[Records that point to named objects]
──────
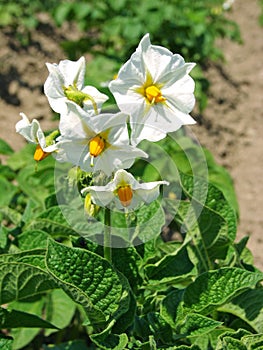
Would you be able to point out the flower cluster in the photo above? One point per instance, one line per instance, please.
(154, 95)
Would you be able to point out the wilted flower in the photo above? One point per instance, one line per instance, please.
(125, 191)
(66, 82)
(97, 143)
(155, 89)
(33, 133)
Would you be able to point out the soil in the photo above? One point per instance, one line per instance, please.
(230, 127)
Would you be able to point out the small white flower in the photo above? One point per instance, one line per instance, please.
(33, 133)
(155, 89)
(66, 82)
(96, 143)
(125, 191)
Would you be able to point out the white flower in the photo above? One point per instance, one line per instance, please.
(125, 191)
(96, 143)
(33, 133)
(66, 82)
(155, 89)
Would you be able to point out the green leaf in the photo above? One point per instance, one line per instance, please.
(215, 288)
(161, 330)
(127, 261)
(20, 280)
(57, 302)
(51, 221)
(71, 345)
(5, 148)
(253, 341)
(23, 336)
(173, 267)
(232, 340)
(171, 307)
(8, 190)
(108, 341)
(150, 220)
(32, 239)
(87, 278)
(249, 307)
(6, 342)
(196, 325)
(11, 215)
(15, 319)
(206, 195)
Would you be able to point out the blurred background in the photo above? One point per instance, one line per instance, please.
(224, 38)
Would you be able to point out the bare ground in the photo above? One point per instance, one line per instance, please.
(231, 127)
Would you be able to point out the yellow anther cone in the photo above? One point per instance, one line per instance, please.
(125, 195)
(154, 94)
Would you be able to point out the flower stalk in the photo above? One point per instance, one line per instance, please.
(107, 234)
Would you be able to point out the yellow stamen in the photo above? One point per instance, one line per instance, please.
(153, 94)
(40, 154)
(96, 146)
(125, 195)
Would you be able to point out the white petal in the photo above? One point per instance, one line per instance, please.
──────
▶ DIRECTION: Could you retype every one of the records above word for word, leaving the pictures out?

▶ SOLUTION TO THIS TASK:
Would you be able to point out the flower cluster in the photo above? One point per instance, one line per instance, please.
(154, 95)
Would you be able to point out the wilted flower in the photo above? One point per instance, one line per instance, please.
(125, 191)
(66, 82)
(97, 143)
(155, 89)
(33, 133)
Would you be able to point out the soil in the photo above? One point per instance, one line per instance, please.
(230, 127)
Would you be able to point out the small white flower in the photo above? One point per instance, one line per instance, please.
(33, 133)
(155, 89)
(66, 82)
(96, 143)
(125, 191)
Would you be able to point out the white flower in the photo above? One point per instance, one line per instance, please.
(125, 191)
(96, 143)
(33, 133)
(66, 82)
(155, 89)
Would you be able to point out the green leaf in the photo above? One point per instance, one line per instance, please.
(215, 288)
(161, 330)
(127, 261)
(20, 280)
(57, 302)
(51, 221)
(71, 345)
(5, 148)
(253, 341)
(23, 336)
(173, 267)
(232, 340)
(171, 307)
(8, 190)
(108, 341)
(150, 220)
(32, 239)
(87, 278)
(249, 307)
(6, 342)
(196, 325)
(11, 215)
(15, 319)
(206, 195)
Would you be able to point out the blurred background in the photo above? One point per instance, one line per instance, please.
(224, 38)
Would you be able to point out the bare ground in the photo above? One point per instance, one line per instance, please.
(231, 127)
Would you be able to point out the yellow anther cone in the photo above? One point per instance, one line per instance, please.
(125, 195)
(154, 94)
Would you be able to point out the flower stalk in the photo above? One point per instance, one line per instance, please.
(107, 234)
Would you be able to point out the yellow stamen in the photo above? One point per instance, one line per instance, please.
(153, 94)
(40, 154)
(96, 146)
(125, 195)
Would you be able to point out the white petal in the photo above? One point per instance, one line per instance, please.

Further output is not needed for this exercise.